[GitHub] spark pull request: [SPARK-3218, SPARK-3219, SPARK-3261, SPARK-342...

mengxr Thu, 08 Jan 2015 15:55:31 -0800

Github user mengxr commented on the pull request:

    https://github.com/apache/spark/pull/2634#issuecomment-69272196
  
    @derrickburns I like the improvements implemented in this PR. But as 
@srowen mentioned, we have to resolve conflicts with the master branch before 
we can merge any PR. I compared the performance of this PR with master on 
minist-digits (60000x784, sparse, 10 clusters) locally and found the master 
runs 2-3x faster. I guess this is majorly caused by two changes.
    
    1. We replaced breeze operations by our own implementation. The latter is 
about 2-3x faster.
    1. Running k-means++ distributively has noticeable overhead with small k 
and feature dimension.

___

## WHAT TO WORK ON
A. Do these statements agree with the comment? Answer yes or no for each and quote the deciding words. (i) In the comparison, the master branch ran faster than this PR. (ii) The comparison used 20 clusters. (iii) Running k-means++ distributively has noticeable overhead with large k.
B. Please extract the words of the comment from "https://github.com/apache/spark/pull/2634#issuecomment-69272196" to "about 2-3x faster.", with no changes.
The entries that come next play no part in this.

## EXTRACTED MATERIAL
___

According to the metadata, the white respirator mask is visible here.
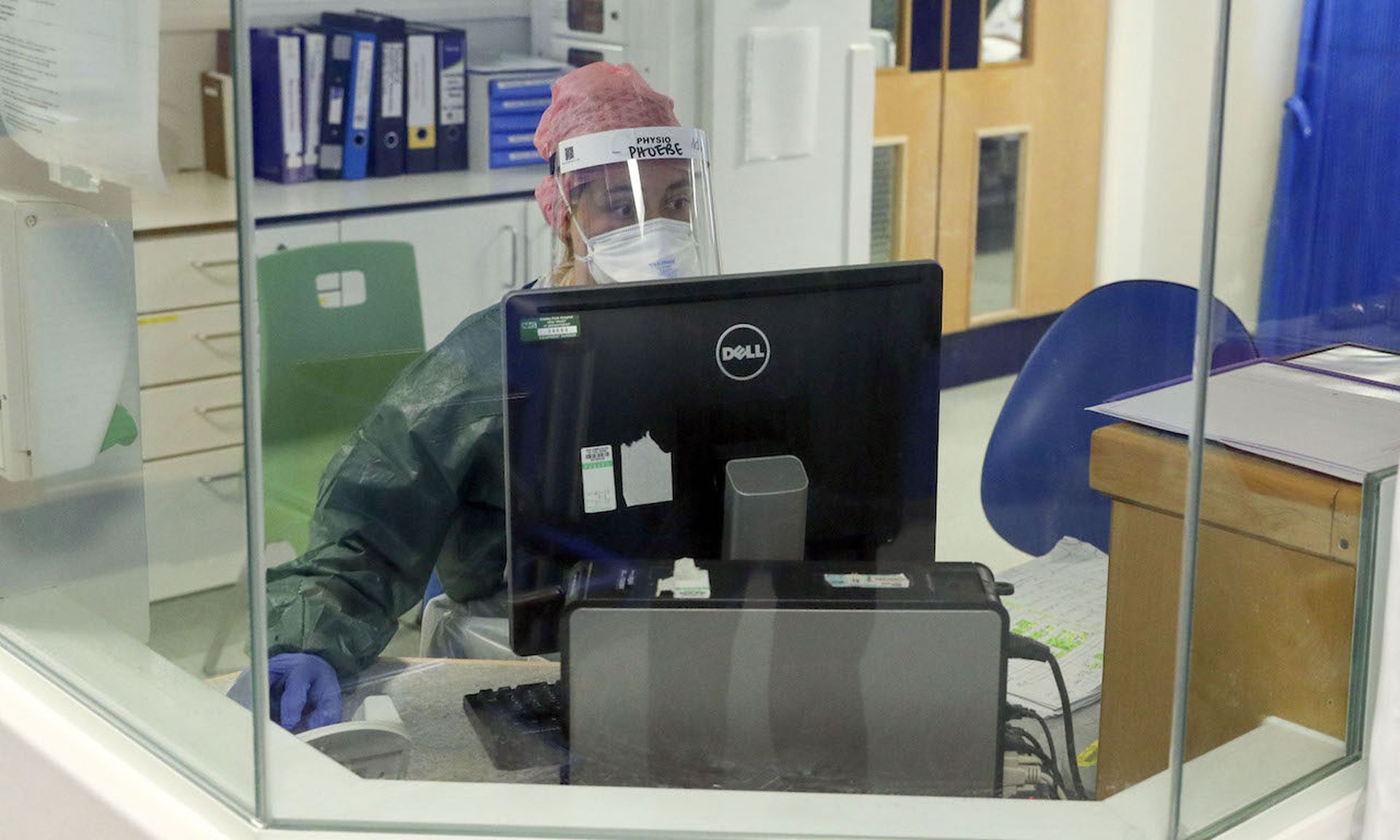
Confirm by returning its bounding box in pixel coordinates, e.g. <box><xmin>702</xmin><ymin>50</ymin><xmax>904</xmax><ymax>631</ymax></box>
<box><xmin>551</xmin><ymin>126</ymin><xmax>720</xmax><ymax>283</ymax></box>
<box><xmin>578</xmin><ymin>219</ymin><xmax>703</xmax><ymax>283</ymax></box>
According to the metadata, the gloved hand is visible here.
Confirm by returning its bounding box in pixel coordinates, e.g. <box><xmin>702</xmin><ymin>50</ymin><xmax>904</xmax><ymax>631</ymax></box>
<box><xmin>268</xmin><ymin>654</ymin><xmax>343</xmax><ymax>732</ymax></box>
<box><xmin>228</xmin><ymin>654</ymin><xmax>343</xmax><ymax>732</ymax></box>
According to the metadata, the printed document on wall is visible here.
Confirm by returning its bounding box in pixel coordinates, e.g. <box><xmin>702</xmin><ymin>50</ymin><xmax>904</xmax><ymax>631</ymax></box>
<box><xmin>0</xmin><ymin>0</ymin><xmax>166</xmax><ymax>190</ymax></box>
<box><xmin>744</xmin><ymin>26</ymin><xmax>822</xmax><ymax>161</ymax></box>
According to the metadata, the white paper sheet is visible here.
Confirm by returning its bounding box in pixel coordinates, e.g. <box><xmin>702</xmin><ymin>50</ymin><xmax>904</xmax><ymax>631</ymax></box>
<box><xmin>621</xmin><ymin>431</ymin><xmax>674</xmax><ymax>507</ymax></box>
<box><xmin>1288</xmin><ymin>344</ymin><xmax>1400</xmax><ymax>385</ymax></box>
<box><xmin>1089</xmin><ymin>361</ymin><xmax>1400</xmax><ymax>481</ymax></box>
<box><xmin>744</xmin><ymin>26</ymin><xmax>822</xmax><ymax>161</ymax></box>
<box><xmin>997</xmin><ymin>536</ymin><xmax>1109</xmax><ymax>717</ymax></box>
<box><xmin>0</xmin><ymin>0</ymin><xmax>165</xmax><ymax>190</ymax></box>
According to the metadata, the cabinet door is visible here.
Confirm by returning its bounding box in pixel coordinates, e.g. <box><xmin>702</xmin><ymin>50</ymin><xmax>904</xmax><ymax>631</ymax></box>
<box><xmin>524</xmin><ymin>199</ymin><xmax>559</xmax><ymax>283</ymax></box>
<box><xmin>254</xmin><ymin>221</ymin><xmax>341</xmax><ymax>256</ymax></box>
<box><xmin>341</xmin><ymin>199</ymin><xmax>526</xmax><ymax>347</ymax></box>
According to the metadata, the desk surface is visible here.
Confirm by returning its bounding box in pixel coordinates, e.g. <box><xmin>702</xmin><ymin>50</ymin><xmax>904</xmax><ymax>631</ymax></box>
<box><xmin>218</xmin><ymin>658</ymin><xmax>559</xmax><ymax>784</ymax></box>
<box><xmin>1089</xmin><ymin>423</ymin><xmax>1361</xmax><ymax>566</ymax></box>
<box><xmin>344</xmin><ymin>659</ymin><xmax>559</xmax><ymax>784</ymax></box>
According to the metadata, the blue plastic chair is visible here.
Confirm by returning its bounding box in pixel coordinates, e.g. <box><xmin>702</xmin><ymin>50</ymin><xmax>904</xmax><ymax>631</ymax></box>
<box><xmin>981</xmin><ymin>280</ymin><xmax>1259</xmax><ymax>556</ymax></box>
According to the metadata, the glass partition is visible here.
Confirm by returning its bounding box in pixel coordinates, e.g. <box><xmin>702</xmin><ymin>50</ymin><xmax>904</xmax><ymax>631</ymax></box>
<box><xmin>1181</xmin><ymin>3</ymin><xmax>1400</xmax><ymax>831</ymax></box>
<box><xmin>0</xmin><ymin>0</ymin><xmax>1400</xmax><ymax>839</ymax></box>
<box><xmin>0</xmin><ymin>3</ymin><xmax>254</xmax><ymax>814</ymax></box>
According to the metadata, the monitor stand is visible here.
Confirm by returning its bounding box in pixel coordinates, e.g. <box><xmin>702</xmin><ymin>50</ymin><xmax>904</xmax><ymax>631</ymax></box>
<box><xmin>720</xmin><ymin>455</ymin><xmax>806</xmax><ymax>560</ymax></box>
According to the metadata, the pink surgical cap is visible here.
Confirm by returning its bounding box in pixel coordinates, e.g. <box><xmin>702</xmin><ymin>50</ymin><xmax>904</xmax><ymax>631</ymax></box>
<box><xmin>534</xmin><ymin>61</ymin><xmax>680</xmax><ymax>236</ymax></box>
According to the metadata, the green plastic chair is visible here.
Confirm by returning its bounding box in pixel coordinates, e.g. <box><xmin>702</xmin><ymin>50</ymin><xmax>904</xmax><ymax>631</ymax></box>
<box><xmin>257</xmin><ymin>242</ymin><xmax>423</xmax><ymax>554</ymax></box>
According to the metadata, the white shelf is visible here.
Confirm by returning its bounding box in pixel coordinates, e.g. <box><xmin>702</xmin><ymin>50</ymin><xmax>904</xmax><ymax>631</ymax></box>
<box><xmin>131</xmin><ymin>166</ymin><xmax>548</xmax><ymax>234</ymax></box>
<box><xmin>254</xmin><ymin>166</ymin><xmax>537</xmax><ymax>224</ymax></box>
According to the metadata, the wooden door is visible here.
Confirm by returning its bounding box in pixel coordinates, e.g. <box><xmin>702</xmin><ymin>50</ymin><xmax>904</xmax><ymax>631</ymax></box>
<box><xmin>938</xmin><ymin>0</ymin><xmax>1108</xmax><ymax>330</ymax></box>
<box><xmin>872</xmin><ymin>0</ymin><xmax>1108</xmax><ymax>332</ymax></box>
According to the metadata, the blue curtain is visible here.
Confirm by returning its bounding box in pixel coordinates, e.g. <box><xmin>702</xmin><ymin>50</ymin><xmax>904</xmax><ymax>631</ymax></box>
<box><xmin>1259</xmin><ymin>0</ymin><xmax>1400</xmax><ymax>332</ymax></box>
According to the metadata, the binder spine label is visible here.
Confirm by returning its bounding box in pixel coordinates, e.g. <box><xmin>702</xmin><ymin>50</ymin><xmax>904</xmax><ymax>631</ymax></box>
<box><xmin>409</xmin><ymin>35</ymin><xmax>437</xmax><ymax>149</ymax></box>
<box><xmin>303</xmin><ymin>32</ymin><xmax>326</xmax><ymax>168</ymax></box>
<box><xmin>326</xmin><ymin>87</ymin><xmax>346</xmax><ymax>126</ymax></box>
<box><xmin>350</xmin><ymin>41</ymin><xmax>374</xmax><ymax>131</ymax></box>
<box><xmin>277</xmin><ymin>36</ymin><xmax>304</xmax><ymax>169</ymax></box>
<box><xmin>379</xmin><ymin>42</ymin><xmax>405</xmax><ymax>119</ymax></box>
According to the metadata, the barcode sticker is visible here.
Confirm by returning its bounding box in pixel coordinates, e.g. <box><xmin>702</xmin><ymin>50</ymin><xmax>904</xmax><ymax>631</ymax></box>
<box><xmin>521</xmin><ymin>315</ymin><xmax>578</xmax><ymax>343</ymax></box>
<box><xmin>580</xmin><ymin>444</ymin><xmax>618</xmax><ymax>514</ymax></box>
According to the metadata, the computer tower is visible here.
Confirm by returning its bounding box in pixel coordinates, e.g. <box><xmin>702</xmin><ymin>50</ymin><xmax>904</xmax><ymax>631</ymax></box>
<box><xmin>560</xmin><ymin>561</ymin><xmax>1008</xmax><ymax>796</ymax></box>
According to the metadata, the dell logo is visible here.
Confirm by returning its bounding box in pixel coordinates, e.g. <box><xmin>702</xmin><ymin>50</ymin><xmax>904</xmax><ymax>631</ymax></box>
<box><xmin>714</xmin><ymin>324</ymin><xmax>770</xmax><ymax>382</ymax></box>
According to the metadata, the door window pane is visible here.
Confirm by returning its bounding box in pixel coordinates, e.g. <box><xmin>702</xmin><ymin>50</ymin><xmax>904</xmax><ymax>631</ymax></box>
<box><xmin>871</xmin><ymin>0</ymin><xmax>901</xmax><ymax>67</ymax></box>
<box><xmin>871</xmin><ymin>143</ymin><xmax>904</xmax><ymax>262</ymax></box>
<box><xmin>971</xmin><ymin>134</ymin><xmax>1024</xmax><ymax>318</ymax></box>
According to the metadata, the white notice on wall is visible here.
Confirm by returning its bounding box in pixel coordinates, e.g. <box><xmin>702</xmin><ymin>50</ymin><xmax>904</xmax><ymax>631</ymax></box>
<box><xmin>744</xmin><ymin>26</ymin><xmax>822</xmax><ymax>161</ymax></box>
<box><xmin>580</xmin><ymin>444</ymin><xmax>618</xmax><ymax>514</ymax></box>
<box><xmin>0</xmin><ymin>0</ymin><xmax>166</xmax><ymax>189</ymax></box>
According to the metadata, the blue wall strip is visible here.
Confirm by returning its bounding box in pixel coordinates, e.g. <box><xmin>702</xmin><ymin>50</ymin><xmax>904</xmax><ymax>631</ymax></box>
<box><xmin>939</xmin><ymin>312</ymin><xmax>1059</xmax><ymax>388</ymax></box>
<box><xmin>909</xmin><ymin>0</ymin><xmax>944</xmax><ymax>73</ymax></box>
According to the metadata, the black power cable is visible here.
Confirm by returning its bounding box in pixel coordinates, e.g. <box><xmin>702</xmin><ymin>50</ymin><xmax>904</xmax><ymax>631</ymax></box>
<box><xmin>1006</xmin><ymin>633</ymin><xmax>1089</xmax><ymax>799</ymax></box>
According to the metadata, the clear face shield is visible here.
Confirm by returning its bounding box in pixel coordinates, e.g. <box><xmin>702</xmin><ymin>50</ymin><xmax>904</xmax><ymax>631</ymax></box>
<box><xmin>551</xmin><ymin>126</ymin><xmax>720</xmax><ymax>283</ymax></box>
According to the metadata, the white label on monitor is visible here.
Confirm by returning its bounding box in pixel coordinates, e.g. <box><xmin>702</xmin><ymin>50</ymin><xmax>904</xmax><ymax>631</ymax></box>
<box><xmin>581</xmin><ymin>446</ymin><xmax>618</xmax><ymax>514</ymax></box>
<box><xmin>621</xmin><ymin>431</ymin><xmax>674</xmax><ymax>507</ymax></box>
<box><xmin>822</xmin><ymin>571</ymin><xmax>909</xmax><ymax>589</ymax></box>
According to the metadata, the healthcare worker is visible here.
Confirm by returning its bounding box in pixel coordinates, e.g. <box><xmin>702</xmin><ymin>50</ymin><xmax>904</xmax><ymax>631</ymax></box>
<box><xmin>253</xmin><ymin>61</ymin><xmax>718</xmax><ymax>731</ymax></box>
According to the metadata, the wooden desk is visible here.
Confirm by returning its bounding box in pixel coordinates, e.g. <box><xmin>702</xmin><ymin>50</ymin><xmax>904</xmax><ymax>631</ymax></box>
<box><xmin>1089</xmin><ymin>423</ymin><xmax>1361</xmax><ymax>798</ymax></box>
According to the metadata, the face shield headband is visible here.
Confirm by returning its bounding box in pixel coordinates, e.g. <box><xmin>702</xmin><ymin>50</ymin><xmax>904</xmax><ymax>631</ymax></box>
<box><xmin>551</xmin><ymin>126</ymin><xmax>720</xmax><ymax>283</ymax></box>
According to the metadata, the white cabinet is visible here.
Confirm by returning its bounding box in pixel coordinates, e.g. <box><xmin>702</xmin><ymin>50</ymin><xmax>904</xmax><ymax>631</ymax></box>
<box><xmin>254</xmin><ymin>219</ymin><xmax>341</xmax><ymax>256</ymax></box>
<box><xmin>525</xmin><ymin>201</ymin><xmax>563</xmax><ymax>283</ymax></box>
<box><xmin>341</xmin><ymin>199</ymin><xmax>537</xmax><ymax>347</ymax></box>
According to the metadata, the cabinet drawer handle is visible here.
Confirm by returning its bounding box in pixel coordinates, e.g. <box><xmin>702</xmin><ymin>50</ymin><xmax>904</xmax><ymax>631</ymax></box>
<box><xmin>501</xmin><ymin>224</ymin><xmax>521</xmax><ymax>289</ymax></box>
<box><xmin>189</xmin><ymin>256</ymin><xmax>238</xmax><ymax>271</ymax></box>
<box><xmin>195</xmin><ymin>329</ymin><xmax>244</xmax><ymax>341</ymax></box>
<box><xmin>195</xmin><ymin>400</ymin><xmax>244</xmax><ymax>417</ymax></box>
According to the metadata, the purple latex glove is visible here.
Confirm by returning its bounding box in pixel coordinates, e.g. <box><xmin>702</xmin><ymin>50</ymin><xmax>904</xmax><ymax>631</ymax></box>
<box><xmin>268</xmin><ymin>654</ymin><xmax>343</xmax><ymax>732</ymax></box>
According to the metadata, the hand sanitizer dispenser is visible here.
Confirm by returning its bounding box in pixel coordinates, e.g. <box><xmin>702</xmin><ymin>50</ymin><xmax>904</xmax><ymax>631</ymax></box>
<box><xmin>0</xmin><ymin>192</ymin><xmax>136</xmax><ymax>481</ymax></box>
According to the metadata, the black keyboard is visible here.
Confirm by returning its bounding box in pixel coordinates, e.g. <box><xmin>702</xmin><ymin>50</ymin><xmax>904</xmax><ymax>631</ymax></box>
<box><xmin>462</xmin><ymin>682</ymin><xmax>569</xmax><ymax>770</ymax></box>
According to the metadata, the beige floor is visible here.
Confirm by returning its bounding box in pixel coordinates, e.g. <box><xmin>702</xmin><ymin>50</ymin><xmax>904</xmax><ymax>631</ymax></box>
<box><xmin>151</xmin><ymin>376</ymin><xmax>1027</xmax><ymax>674</ymax></box>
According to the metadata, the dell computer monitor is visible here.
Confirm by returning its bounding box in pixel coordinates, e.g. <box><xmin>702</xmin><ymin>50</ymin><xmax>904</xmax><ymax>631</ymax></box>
<box><xmin>502</xmin><ymin>262</ymin><xmax>942</xmax><ymax>656</ymax></box>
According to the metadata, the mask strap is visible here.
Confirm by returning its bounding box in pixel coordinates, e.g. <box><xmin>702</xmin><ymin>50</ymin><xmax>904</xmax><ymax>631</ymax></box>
<box><xmin>551</xmin><ymin>175</ymin><xmax>594</xmax><ymax>262</ymax></box>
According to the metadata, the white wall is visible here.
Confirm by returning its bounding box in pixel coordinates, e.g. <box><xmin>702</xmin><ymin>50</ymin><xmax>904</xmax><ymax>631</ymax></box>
<box><xmin>1097</xmin><ymin>0</ymin><xmax>1302</xmax><ymax>326</ymax></box>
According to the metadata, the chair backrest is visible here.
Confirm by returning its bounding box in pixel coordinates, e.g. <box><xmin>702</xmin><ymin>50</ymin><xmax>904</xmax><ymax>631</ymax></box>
<box><xmin>257</xmin><ymin>242</ymin><xmax>423</xmax><ymax>441</ymax></box>
<box><xmin>981</xmin><ymin>280</ymin><xmax>1259</xmax><ymax>556</ymax></box>
<box><xmin>257</xmin><ymin>242</ymin><xmax>423</xmax><ymax>553</ymax></box>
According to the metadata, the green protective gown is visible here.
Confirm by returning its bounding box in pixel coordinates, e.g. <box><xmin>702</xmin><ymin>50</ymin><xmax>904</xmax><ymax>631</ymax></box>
<box><xmin>268</xmin><ymin>306</ymin><xmax>505</xmax><ymax>676</ymax></box>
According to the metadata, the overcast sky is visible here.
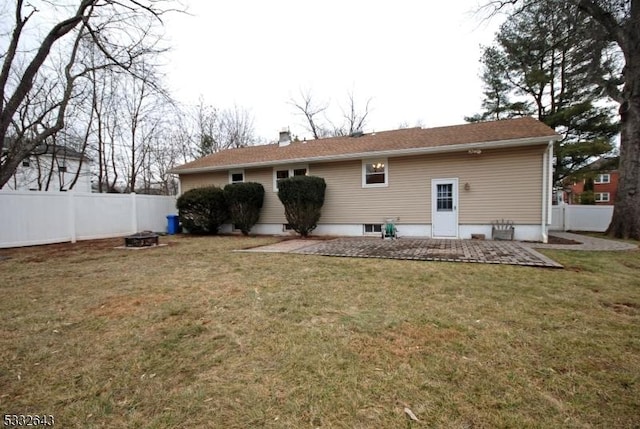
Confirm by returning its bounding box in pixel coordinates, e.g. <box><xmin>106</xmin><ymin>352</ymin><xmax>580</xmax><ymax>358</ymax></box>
<box><xmin>166</xmin><ymin>0</ymin><xmax>500</xmax><ymax>140</ymax></box>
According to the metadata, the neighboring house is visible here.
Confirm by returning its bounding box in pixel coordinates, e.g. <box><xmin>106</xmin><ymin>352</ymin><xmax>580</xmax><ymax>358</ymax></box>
<box><xmin>2</xmin><ymin>146</ymin><xmax>91</xmax><ymax>192</ymax></box>
<box><xmin>173</xmin><ymin>118</ymin><xmax>560</xmax><ymax>242</ymax></box>
<box><xmin>565</xmin><ymin>158</ymin><xmax>620</xmax><ymax>206</ymax></box>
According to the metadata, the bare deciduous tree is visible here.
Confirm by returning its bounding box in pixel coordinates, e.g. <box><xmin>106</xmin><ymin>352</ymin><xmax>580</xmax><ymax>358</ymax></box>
<box><xmin>485</xmin><ymin>0</ymin><xmax>640</xmax><ymax>240</ymax></box>
<box><xmin>289</xmin><ymin>90</ymin><xmax>331</xmax><ymax>140</ymax></box>
<box><xmin>289</xmin><ymin>90</ymin><xmax>371</xmax><ymax>139</ymax></box>
<box><xmin>0</xmin><ymin>0</ymin><xmax>174</xmax><ymax>187</ymax></box>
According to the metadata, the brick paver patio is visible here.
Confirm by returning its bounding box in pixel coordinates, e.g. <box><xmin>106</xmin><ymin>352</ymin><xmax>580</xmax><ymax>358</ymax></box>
<box><xmin>288</xmin><ymin>238</ymin><xmax>562</xmax><ymax>268</ymax></box>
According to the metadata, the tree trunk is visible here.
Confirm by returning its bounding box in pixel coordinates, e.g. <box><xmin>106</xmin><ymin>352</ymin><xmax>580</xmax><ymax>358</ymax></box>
<box><xmin>607</xmin><ymin>26</ymin><xmax>640</xmax><ymax>240</ymax></box>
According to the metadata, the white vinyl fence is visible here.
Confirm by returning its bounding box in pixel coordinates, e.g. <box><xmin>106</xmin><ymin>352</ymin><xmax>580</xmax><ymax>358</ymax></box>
<box><xmin>0</xmin><ymin>191</ymin><xmax>176</xmax><ymax>248</ymax></box>
<box><xmin>549</xmin><ymin>203</ymin><xmax>613</xmax><ymax>232</ymax></box>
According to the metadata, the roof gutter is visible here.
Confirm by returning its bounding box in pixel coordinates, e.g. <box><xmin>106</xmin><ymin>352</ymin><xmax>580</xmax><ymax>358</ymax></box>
<box><xmin>170</xmin><ymin>134</ymin><xmax>562</xmax><ymax>174</ymax></box>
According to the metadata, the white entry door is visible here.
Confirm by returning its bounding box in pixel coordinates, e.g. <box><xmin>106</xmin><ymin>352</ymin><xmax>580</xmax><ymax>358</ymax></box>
<box><xmin>431</xmin><ymin>179</ymin><xmax>458</xmax><ymax>238</ymax></box>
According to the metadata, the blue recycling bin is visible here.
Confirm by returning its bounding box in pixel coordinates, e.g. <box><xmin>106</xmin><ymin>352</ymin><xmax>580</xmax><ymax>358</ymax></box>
<box><xmin>167</xmin><ymin>215</ymin><xmax>180</xmax><ymax>235</ymax></box>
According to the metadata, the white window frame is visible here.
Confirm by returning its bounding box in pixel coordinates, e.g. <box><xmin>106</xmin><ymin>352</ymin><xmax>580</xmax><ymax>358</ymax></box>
<box><xmin>273</xmin><ymin>164</ymin><xmax>309</xmax><ymax>192</ymax></box>
<box><xmin>229</xmin><ymin>170</ymin><xmax>246</xmax><ymax>183</ymax></box>
<box><xmin>362</xmin><ymin>158</ymin><xmax>389</xmax><ymax>188</ymax></box>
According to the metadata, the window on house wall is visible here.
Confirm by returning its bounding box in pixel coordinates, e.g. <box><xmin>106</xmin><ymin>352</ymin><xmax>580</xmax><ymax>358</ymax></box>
<box><xmin>229</xmin><ymin>170</ymin><xmax>244</xmax><ymax>183</ymax></box>
<box><xmin>362</xmin><ymin>159</ymin><xmax>389</xmax><ymax>188</ymax></box>
<box><xmin>273</xmin><ymin>166</ymin><xmax>309</xmax><ymax>191</ymax></box>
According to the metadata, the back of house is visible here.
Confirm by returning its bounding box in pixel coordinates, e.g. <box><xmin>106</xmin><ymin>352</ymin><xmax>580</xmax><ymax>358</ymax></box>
<box><xmin>174</xmin><ymin>118</ymin><xmax>559</xmax><ymax>242</ymax></box>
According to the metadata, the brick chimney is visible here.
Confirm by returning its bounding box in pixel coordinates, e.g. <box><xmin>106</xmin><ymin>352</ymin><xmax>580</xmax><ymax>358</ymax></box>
<box><xmin>278</xmin><ymin>129</ymin><xmax>291</xmax><ymax>147</ymax></box>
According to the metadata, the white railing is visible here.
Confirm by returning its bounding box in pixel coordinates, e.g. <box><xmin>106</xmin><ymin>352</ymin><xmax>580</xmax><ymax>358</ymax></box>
<box><xmin>549</xmin><ymin>203</ymin><xmax>613</xmax><ymax>232</ymax></box>
<box><xmin>0</xmin><ymin>191</ymin><xmax>176</xmax><ymax>248</ymax></box>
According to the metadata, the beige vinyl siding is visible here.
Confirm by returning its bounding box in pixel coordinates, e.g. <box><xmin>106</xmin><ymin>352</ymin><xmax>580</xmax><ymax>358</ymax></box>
<box><xmin>310</xmin><ymin>146</ymin><xmax>546</xmax><ymax>224</ymax></box>
<box><xmin>180</xmin><ymin>145</ymin><xmax>546</xmax><ymax>224</ymax></box>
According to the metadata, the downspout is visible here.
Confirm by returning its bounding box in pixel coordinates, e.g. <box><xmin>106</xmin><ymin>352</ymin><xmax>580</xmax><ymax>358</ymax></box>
<box><xmin>540</xmin><ymin>141</ymin><xmax>553</xmax><ymax>243</ymax></box>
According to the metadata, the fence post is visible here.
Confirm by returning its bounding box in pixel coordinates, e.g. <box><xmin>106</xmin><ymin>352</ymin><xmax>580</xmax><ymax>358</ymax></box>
<box><xmin>67</xmin><ymin>191</ymin><xmax>77</xmax><ymax>243</ymax></box>
<box><xmin>131</xmin><ymin>192</ymin><xmax>138</xmax><ymax>234</ymax></box>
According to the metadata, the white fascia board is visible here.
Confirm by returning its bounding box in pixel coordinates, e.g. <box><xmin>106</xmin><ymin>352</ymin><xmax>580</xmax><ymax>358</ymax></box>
<box><xmin>171</xmin><ymin>135</ymin><xmax>562</xmax><ymax>174</ymax></box>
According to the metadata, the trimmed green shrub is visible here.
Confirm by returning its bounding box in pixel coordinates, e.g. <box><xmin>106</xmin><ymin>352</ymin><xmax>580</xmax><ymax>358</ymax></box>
<box><xmin>176</xmin><ymin>186</ymin><xmax>229</xmax><ymax>234</ymax></box>
<box><xmin>278</xmin><ymin>176</ymin><xmax>327</xmax><ymax>237</ymax></box>
<box><xmin>224</xmin><ymin>182</ymin><xmax>264</xmax><ymax>235</ymax></box>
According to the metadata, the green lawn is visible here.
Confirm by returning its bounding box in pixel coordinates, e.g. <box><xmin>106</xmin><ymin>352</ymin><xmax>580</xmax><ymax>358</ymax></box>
<box><xmin>0</xmin><ymin>237</ymin><xmax>640</xmax><ymax>428</ymax></box>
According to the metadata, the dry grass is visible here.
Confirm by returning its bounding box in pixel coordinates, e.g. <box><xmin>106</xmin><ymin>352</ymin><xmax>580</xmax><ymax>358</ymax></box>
<box><xmin>0</xmin><ymin>237</ymin><xmax>640</xmax><ymax>428</ymax></box>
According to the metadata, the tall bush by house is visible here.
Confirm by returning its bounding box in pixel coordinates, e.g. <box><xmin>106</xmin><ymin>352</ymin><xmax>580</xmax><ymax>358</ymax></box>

___

## ANSWERS BY TASK
A.
(i) Yes: "found the master runs 2-3x faster"
(ii) No: "10 clusters"
(iii) No: "noticeable overhead with small k and feature dimension"

B.
https://github.com/apache/spark/pull/2634#issuecomment-69272196
  
    @derrickburns I like the improvements implemented in this PR. But as 
@srowen mentioned, we have to resolve conflicts with the master branch before 
we can merge any PR. I compared the performance of this PR with master on 
minist-digits (60000x784, sparse, 10 clusters) locally and found the master 
runs 2-3x faster. I guess this is majorly caused by two changes.
    
    1. We replaced breeze operations by our own implementation. The latter is 
about 2-3x faster.